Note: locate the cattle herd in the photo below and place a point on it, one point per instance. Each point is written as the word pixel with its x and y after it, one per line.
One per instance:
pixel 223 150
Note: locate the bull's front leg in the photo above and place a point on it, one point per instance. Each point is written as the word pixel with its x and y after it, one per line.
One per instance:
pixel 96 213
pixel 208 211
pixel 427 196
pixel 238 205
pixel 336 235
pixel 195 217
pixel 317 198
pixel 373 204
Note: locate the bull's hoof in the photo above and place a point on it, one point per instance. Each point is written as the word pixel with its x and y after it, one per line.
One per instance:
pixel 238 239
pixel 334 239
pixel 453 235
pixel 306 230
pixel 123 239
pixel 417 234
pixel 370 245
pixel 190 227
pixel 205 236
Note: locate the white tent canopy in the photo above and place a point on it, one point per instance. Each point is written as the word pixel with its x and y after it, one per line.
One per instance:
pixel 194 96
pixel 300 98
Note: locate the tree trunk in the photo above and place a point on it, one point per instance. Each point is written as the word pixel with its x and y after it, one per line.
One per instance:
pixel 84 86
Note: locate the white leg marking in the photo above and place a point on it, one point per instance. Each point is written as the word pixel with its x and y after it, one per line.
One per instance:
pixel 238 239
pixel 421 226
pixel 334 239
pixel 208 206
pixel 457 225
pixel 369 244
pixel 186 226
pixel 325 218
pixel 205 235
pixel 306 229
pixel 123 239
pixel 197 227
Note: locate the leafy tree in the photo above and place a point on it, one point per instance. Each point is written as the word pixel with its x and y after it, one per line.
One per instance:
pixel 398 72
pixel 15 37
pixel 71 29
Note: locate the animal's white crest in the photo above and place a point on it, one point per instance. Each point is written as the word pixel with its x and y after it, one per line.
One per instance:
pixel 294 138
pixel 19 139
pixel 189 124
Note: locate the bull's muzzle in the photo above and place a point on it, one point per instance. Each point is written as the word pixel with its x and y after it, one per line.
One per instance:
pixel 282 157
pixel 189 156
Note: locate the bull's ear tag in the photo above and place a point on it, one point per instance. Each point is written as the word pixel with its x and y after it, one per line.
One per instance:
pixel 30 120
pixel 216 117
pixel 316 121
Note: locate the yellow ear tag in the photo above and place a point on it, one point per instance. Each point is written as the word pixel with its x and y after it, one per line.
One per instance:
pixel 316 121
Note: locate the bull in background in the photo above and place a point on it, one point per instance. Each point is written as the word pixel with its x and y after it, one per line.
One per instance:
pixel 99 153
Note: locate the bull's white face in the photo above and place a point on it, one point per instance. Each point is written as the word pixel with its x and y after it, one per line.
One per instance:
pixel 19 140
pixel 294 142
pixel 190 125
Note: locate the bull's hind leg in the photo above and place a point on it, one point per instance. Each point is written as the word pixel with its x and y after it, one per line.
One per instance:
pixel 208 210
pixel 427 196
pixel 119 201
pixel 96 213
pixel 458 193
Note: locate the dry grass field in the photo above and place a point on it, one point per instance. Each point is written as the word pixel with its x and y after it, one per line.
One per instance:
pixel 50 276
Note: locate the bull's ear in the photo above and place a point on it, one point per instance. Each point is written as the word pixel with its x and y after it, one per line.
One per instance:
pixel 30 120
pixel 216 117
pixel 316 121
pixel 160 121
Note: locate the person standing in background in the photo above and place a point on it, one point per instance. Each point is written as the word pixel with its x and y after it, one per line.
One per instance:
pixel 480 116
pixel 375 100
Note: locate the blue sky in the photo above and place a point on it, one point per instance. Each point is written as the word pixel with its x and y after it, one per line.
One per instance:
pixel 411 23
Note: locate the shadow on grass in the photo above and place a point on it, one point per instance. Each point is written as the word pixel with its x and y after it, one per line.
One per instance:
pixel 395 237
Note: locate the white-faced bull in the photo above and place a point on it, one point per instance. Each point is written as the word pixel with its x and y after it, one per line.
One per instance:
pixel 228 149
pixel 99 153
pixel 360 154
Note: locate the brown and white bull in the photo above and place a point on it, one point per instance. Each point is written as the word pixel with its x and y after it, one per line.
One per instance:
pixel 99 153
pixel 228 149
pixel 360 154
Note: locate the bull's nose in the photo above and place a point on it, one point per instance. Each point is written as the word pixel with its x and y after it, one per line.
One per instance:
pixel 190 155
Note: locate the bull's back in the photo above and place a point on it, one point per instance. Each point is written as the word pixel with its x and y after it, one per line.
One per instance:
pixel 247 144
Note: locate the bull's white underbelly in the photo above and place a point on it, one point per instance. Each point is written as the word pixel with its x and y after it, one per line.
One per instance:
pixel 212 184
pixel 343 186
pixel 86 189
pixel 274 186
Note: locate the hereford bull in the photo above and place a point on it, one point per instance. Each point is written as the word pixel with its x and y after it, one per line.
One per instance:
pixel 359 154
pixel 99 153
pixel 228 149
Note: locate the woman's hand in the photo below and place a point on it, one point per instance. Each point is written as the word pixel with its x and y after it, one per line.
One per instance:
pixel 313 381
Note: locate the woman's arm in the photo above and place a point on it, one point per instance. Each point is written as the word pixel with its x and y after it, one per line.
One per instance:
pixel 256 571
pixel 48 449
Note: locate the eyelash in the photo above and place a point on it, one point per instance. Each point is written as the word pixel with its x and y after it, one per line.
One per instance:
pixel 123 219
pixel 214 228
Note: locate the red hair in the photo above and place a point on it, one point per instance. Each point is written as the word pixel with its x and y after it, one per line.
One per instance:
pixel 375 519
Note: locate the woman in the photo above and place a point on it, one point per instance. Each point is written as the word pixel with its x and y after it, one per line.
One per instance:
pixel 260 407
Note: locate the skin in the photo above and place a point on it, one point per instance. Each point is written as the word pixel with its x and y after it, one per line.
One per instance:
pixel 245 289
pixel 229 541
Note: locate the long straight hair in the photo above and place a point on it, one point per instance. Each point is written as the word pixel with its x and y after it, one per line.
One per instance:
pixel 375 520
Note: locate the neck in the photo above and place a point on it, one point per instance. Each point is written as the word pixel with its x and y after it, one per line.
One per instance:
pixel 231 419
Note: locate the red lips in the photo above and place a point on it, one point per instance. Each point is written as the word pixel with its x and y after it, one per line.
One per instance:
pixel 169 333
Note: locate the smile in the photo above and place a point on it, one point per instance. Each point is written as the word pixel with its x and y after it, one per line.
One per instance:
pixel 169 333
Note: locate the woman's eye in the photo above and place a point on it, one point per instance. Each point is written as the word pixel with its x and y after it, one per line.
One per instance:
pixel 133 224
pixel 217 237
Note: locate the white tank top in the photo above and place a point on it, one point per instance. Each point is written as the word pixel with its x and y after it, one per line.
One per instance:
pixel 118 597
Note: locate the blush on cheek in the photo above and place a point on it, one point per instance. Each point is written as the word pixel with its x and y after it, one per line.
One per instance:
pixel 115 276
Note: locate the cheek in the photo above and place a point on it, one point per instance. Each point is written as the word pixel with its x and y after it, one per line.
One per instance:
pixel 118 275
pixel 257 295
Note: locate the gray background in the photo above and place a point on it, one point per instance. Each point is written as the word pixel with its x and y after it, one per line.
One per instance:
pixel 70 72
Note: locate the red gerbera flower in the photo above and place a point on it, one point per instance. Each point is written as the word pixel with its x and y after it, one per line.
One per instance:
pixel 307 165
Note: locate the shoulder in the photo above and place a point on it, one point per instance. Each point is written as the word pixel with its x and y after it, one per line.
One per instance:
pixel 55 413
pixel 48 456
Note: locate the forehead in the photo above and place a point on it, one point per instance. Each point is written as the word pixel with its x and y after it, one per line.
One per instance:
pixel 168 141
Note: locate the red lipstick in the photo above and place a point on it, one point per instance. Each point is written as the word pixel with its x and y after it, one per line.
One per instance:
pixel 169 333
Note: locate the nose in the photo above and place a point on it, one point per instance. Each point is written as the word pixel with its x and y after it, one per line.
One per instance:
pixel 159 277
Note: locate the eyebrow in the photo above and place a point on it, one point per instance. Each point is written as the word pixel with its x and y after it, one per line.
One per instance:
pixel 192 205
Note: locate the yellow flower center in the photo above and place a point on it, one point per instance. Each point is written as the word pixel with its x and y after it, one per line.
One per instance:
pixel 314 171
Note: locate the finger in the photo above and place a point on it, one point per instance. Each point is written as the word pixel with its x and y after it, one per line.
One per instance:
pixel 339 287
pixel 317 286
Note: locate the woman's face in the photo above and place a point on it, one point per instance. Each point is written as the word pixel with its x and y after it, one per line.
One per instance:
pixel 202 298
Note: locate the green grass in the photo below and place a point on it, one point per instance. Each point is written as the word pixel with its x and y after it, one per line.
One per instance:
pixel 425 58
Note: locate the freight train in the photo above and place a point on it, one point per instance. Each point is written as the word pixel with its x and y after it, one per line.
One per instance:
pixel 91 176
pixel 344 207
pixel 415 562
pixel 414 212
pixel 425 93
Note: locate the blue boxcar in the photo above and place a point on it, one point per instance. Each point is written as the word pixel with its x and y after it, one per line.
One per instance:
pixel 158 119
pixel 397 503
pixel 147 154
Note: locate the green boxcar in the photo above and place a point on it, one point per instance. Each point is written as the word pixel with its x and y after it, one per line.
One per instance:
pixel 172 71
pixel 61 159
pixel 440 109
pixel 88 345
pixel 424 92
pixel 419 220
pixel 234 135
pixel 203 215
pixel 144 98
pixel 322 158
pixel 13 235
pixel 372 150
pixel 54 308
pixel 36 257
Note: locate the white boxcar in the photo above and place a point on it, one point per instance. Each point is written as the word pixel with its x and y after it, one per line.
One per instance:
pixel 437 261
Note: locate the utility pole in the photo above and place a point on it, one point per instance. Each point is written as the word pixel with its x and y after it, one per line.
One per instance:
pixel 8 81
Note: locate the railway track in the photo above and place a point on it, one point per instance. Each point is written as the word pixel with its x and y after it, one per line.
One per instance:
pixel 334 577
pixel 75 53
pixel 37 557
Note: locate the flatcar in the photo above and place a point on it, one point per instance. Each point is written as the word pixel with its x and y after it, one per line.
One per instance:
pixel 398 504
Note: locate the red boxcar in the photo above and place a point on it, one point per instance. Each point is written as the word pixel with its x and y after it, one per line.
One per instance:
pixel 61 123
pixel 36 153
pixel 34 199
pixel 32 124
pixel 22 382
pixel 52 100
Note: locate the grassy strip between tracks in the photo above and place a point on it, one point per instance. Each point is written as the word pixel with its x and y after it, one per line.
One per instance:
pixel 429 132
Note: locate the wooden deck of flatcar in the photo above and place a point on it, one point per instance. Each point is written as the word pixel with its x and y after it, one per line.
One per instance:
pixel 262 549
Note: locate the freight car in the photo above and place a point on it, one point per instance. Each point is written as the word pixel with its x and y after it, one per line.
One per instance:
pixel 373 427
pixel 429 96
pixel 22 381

# # #

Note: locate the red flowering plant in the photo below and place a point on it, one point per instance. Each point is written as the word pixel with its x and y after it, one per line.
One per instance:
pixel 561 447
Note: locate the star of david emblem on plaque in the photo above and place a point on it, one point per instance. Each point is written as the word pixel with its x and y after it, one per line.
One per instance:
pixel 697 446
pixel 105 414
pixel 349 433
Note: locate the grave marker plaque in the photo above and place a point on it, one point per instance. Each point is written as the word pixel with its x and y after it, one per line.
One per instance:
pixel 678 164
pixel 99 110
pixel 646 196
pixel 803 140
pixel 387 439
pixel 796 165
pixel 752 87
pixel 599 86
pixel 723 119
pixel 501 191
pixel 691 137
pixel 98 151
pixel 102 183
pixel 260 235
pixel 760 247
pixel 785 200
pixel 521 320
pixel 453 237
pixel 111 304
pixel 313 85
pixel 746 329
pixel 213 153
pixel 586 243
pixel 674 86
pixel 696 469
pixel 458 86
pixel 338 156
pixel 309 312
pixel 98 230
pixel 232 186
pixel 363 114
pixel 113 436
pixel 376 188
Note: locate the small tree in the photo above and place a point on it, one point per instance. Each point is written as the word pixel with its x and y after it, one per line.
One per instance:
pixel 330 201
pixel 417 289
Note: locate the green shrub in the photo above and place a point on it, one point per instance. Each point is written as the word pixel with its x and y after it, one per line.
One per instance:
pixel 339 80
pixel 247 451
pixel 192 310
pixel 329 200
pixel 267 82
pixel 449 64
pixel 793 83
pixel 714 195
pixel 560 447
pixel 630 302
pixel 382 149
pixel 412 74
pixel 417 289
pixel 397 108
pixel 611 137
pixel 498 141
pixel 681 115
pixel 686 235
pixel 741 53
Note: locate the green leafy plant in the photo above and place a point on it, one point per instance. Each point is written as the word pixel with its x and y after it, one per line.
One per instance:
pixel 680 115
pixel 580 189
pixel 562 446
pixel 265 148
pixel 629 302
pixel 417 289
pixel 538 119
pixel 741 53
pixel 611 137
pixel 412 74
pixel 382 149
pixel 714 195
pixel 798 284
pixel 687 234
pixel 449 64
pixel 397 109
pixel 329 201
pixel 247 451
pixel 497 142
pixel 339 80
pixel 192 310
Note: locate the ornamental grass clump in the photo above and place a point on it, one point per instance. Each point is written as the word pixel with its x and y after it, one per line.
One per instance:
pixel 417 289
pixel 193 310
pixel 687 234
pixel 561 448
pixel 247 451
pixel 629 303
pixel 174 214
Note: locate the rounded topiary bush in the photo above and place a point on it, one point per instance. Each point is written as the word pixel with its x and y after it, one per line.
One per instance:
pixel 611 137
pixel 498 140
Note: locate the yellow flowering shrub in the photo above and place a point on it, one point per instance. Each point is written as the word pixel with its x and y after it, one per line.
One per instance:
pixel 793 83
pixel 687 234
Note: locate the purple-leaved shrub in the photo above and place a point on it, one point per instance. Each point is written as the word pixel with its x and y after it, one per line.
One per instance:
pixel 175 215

# # #

PROBLEM TO WORK ON:
When you reach the line in the material above that holds "Note: locate the cattle", begin reproducing lines exactly, and stop after the line that holds "Note: locate the bull's hoof".

EXERCISE SOLUTION:
Note: locate the cattle herd in the photo below and place a point on it, one point per instance. Each point is written as the word pixel with its x and y after it, one per line.
One per instance:
pixel 223 150
Note: locate the bull's front leg in the photo above and place a point on it, one point per instance. Each point is written as the word pixel with its x and y after it, one per line.
One per instance:
pixel 96 213
pixel 208 211
pixel 427 196
pixel 238 205
pixel 336 235
pixel 195 217
pixel 317 198
pixel 373 204
Note: locate the bull's hoof in the photo above and place a point on it, one point per instance. Each point is written as the word pixel with its x and y after it, one per line.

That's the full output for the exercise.